[Image point grounding data]
== Segment start ==

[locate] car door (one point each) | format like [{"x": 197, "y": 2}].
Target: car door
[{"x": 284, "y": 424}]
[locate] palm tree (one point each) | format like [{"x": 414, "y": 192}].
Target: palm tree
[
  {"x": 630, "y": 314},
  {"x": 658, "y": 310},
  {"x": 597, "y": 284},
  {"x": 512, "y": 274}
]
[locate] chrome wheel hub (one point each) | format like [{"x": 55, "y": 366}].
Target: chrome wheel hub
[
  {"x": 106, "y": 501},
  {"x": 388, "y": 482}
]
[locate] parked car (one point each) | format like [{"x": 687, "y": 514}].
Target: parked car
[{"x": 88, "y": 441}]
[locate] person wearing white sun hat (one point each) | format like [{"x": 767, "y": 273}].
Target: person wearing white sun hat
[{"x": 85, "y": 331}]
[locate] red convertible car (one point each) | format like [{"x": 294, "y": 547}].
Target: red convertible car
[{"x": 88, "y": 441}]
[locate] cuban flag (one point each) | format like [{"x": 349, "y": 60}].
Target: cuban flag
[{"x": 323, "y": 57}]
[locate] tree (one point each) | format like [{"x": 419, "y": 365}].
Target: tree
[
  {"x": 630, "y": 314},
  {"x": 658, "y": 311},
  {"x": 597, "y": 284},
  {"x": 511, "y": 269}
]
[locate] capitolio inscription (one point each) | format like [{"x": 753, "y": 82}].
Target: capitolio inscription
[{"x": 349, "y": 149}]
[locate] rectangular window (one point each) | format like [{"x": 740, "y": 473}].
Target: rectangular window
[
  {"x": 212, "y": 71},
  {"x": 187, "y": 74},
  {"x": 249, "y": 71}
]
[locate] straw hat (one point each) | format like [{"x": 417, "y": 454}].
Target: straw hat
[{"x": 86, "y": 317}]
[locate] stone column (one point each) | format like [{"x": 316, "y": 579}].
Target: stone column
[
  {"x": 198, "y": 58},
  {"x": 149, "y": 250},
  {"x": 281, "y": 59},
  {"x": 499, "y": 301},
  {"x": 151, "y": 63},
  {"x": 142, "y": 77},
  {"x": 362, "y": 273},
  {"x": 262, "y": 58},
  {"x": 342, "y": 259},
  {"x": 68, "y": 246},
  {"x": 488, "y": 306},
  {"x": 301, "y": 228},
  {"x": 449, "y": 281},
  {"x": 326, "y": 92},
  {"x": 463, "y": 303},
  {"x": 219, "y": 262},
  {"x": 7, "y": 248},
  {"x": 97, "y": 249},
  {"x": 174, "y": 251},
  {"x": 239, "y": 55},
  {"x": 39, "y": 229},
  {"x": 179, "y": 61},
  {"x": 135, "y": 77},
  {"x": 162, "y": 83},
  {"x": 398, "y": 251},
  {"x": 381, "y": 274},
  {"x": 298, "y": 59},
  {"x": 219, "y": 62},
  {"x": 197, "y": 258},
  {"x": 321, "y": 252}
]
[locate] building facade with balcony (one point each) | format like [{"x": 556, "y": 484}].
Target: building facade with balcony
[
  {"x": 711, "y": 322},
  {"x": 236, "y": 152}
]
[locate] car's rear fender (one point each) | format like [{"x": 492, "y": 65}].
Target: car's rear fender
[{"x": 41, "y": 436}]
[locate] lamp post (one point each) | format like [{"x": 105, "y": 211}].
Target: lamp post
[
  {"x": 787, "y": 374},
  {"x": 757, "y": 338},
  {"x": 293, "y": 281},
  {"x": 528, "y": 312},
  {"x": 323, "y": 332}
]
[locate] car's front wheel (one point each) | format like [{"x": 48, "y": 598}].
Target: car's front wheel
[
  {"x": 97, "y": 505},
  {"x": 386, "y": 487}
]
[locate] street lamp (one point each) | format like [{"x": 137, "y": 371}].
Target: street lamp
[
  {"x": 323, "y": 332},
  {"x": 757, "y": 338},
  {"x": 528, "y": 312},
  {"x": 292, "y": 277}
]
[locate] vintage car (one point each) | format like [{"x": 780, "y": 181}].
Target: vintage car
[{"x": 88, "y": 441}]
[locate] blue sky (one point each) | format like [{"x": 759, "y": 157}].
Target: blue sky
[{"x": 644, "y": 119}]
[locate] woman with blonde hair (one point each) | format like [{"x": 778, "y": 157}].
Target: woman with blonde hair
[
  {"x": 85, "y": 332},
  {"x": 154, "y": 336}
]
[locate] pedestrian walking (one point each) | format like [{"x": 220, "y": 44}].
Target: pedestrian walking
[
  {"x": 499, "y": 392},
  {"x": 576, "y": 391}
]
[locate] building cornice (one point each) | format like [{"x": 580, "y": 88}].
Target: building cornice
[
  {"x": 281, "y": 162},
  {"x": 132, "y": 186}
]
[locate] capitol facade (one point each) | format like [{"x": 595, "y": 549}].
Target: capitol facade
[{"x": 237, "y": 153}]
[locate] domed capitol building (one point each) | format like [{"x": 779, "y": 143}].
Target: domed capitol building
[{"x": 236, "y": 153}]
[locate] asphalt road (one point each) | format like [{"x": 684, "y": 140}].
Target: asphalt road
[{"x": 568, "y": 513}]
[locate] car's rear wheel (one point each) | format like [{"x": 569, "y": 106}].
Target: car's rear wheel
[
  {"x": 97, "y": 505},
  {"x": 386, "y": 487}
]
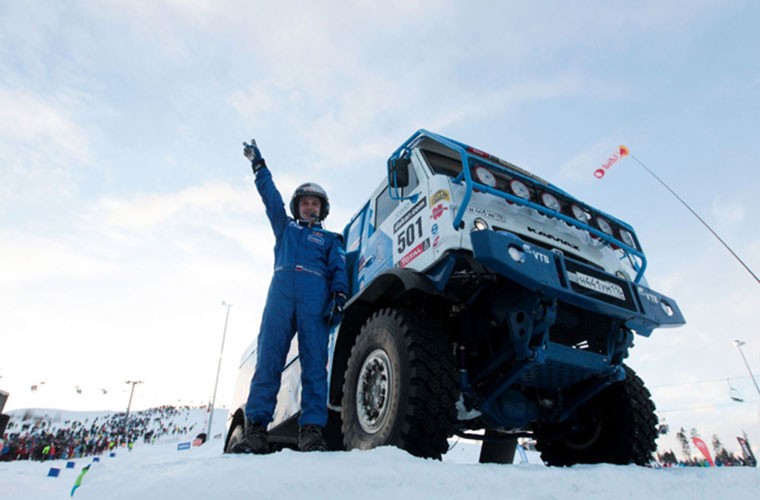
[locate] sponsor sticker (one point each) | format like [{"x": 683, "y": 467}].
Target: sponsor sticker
[
  {"x": 417, "y": 208},
  {"x": 440, "y": 195},
  {"x": 414, "y": 253},
  {"x": 610, "y": 289},
  {"x": 489, "y": 214},
  {"x": 438, "y": 210}
]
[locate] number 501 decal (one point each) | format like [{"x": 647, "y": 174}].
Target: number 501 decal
[{"x": 409, "y": 234}]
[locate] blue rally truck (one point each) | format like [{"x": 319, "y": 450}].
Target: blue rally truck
[{"x": 488, "y": 303}]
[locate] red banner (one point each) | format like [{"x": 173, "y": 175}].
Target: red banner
[
  {"x": 703, "y": 448},
  {"x": 622, "y": 152}
]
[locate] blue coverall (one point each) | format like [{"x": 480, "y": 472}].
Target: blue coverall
[{"x": 309, "y": 265}]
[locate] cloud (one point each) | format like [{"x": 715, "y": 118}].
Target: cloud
[{"x": 42, "y": 146}]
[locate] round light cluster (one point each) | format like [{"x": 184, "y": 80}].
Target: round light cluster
[
  {"x": 550, "y": 201},
  {"x": 520, "y": 189},
  {"x": 604, "y": 226},
  {"x": 579, "y": 214},
  {"x": 627, "y": 238},
  {"x": 485, "y": 176}
]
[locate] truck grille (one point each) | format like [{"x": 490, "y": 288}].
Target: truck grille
[{"x": 581, "y": 329}]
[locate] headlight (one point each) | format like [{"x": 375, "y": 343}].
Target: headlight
[
  {"x": 516, "y": 253},
  {"x": 579, "y": 214},
  {"x": 550, "y": 201},
  {"x": 479, "y": 225},
  {"x": 485, "y": 176},
  {"x": 627, "y": 238},
  {"x": 520, "y": 189},
  {"x": 604, "y": 226}
]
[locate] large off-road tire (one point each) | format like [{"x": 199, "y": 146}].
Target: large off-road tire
[
  {"x": 400, "y": 386},
  {"x": 618, "y": 426}
]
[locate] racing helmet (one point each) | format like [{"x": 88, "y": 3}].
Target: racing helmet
[{"x": 310, "y": 189}]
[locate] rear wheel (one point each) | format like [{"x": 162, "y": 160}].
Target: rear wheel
[
  {"x": 400, "y": 387},
  {"x": 618, "y": 426}
]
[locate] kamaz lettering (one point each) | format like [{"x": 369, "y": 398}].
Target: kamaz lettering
[{"x": 553, "y": 238}]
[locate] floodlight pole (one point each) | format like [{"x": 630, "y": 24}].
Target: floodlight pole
[
  {"x": 218, "y": 369},
  {"x": 739, "y": 344},
  {"x": 129, "y": 405}
]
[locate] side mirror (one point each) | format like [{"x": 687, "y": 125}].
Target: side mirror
[{"x": 398, "y": 172}]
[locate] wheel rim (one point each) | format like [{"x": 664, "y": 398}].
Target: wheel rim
[{"x": 373, "y": 391}]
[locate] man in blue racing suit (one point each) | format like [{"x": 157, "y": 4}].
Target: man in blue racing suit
[{"x": 306, "y": 295}]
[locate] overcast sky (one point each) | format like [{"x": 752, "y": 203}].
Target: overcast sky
[{"x": 128, "y": 213}]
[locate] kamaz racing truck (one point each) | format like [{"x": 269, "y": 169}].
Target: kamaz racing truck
[{"x": 488, "y": 303}]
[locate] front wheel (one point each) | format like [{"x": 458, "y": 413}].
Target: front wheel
[
  {"x": 400, "y": 387},
  {"x": 618, "y": 426}
]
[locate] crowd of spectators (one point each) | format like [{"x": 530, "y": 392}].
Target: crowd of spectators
[
  {"x": 722, "y": 459},
  {"x": 30, "y": 436}
]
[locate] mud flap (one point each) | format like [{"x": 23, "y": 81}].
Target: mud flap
[{"x": 496, "y": 449}]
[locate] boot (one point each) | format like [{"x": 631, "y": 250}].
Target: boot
[
  {"x": 255, "y": 440},
  {"x": 310, "y": 438}
]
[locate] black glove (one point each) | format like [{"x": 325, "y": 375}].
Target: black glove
[
  {"x": 251, "y": 151},
  {"x": 334, "y": 310}
]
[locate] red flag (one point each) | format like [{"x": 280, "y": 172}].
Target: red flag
[
  {"x": 703, "y": 448},
  {"x": 621, "y": 153}
]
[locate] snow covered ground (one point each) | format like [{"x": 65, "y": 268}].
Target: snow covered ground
[{"x": 163, "y": 471}]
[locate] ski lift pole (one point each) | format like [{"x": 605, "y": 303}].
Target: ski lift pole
[
  {"x": 218, "y": 369},
  {"x": 739, "y": 343},
  {"x": 129, "y": 405}
]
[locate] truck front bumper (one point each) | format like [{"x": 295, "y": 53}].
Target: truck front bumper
[{"x": 555, "y": 276}]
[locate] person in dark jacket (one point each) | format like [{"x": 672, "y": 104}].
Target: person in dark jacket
[{"x": 306, "y": 295}]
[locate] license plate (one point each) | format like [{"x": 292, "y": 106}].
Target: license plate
[{"x": 610, "y": 289}]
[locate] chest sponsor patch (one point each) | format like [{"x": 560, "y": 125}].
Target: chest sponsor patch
[{"x": 317, "y": 238}]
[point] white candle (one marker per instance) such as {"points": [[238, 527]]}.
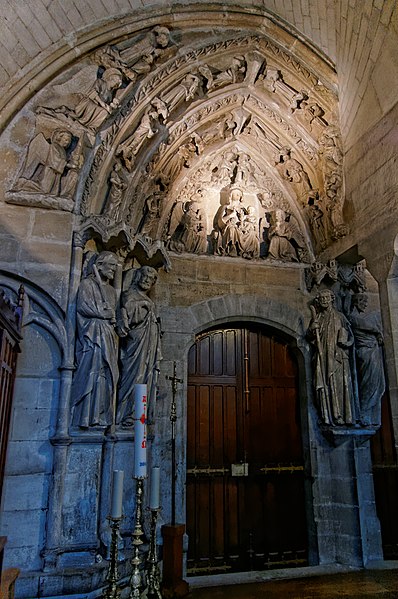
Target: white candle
{"points": [[155, 489], [117, 494], [140, 406]]}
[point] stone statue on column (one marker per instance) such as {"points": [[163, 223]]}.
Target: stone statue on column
{"points": [[95, 379], [140, 353], [331, 334], [369, 360]]}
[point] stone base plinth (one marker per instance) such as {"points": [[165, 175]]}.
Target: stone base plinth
{"points": [[173, 584]]}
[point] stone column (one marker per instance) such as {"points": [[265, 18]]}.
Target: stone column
{"points": [[61, 440]]}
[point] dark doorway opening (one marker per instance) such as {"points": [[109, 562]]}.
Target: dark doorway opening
{"points": [[245, 471]]}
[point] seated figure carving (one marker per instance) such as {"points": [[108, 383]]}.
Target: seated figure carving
{"points": [[95, 379], [48, 168]]}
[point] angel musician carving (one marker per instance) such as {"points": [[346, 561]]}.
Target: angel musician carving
{"points": [[50, 168]]}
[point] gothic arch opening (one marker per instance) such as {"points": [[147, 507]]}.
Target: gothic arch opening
{"points": [[246, 492]]}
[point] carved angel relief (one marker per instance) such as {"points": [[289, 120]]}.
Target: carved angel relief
{"points": [[49, 173]]}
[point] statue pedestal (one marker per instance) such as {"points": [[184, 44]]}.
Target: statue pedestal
{"points": [[173, 584]]}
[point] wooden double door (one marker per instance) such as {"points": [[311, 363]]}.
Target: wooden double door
{"points": [[245, 476]]}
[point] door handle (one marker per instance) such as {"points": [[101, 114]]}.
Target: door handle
{"points": [[240, 469]]}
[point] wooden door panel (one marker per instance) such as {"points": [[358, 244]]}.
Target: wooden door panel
{"points": [[242, 407]]}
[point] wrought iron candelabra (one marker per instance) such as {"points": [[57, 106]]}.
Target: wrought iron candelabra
{"points": [[112, 591], [135, 578], [153, 576]]}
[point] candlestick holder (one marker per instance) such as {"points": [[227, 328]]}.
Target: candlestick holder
{"points": [[135, 578], [112, 591], [153, 576]]}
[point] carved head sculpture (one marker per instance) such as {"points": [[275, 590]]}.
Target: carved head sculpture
{"points": [[106, 264], [236, 195], [61, 137]]}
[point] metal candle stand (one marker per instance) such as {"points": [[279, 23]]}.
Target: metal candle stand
{"points": [[135, 579], [112, 591], [153, 576]]}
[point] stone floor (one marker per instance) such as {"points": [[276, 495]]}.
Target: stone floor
{"points": [[378, 584]]}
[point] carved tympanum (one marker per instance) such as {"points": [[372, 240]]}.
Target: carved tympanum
{"points": [[51, 168], [140, 353]]}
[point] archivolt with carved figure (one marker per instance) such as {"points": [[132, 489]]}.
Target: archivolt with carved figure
{"points": [[183, 118]]}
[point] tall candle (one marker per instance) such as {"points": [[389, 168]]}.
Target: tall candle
{"points": [[155, 489], [117, 494], [140, 406]]}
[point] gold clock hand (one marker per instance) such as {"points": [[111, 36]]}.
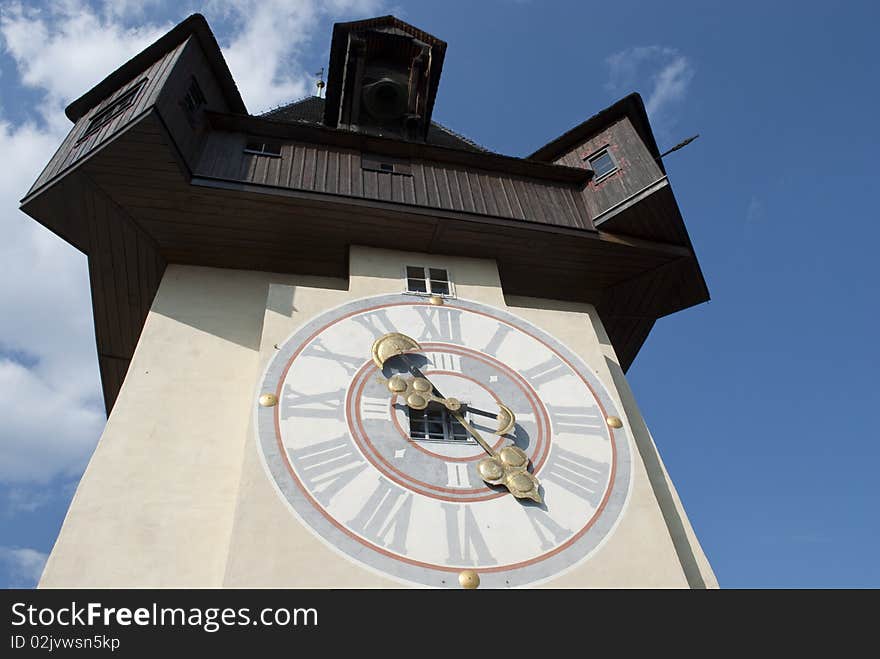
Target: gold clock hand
{"points": [[508, 467]]}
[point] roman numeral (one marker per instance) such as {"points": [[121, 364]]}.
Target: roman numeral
{"points": [[497, 339], [464, 540], [539, 520], [385, 517], [574, 419], [376, 322], [546, 371], [439, 324], [583, 477], [444, 362], [375, 408], [318, 349], [327, 467], [327, 405], [457, 475]]}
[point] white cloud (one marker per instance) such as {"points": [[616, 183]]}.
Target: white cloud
{"points": [[664, 72], [23, 565], [66, 49], [51, 410], [45, 431], [23, 500]]}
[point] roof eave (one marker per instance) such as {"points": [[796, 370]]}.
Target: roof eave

== Segment end ==

### Work instructions
When you reach the line with "[locate] cloud (one" in the records above, start writing out lines exactly, and stop once the line with "[locate] round light" has been written; include nothing else.

### Exercise result
[locate] cloud (one point each) | format like [{"x": 715, "y": 118}].
Target: cloud
[{"x": 42, "y": 146}]
[locate] round light cluster (one point each) | format like [{"x": 184, "y": 80}].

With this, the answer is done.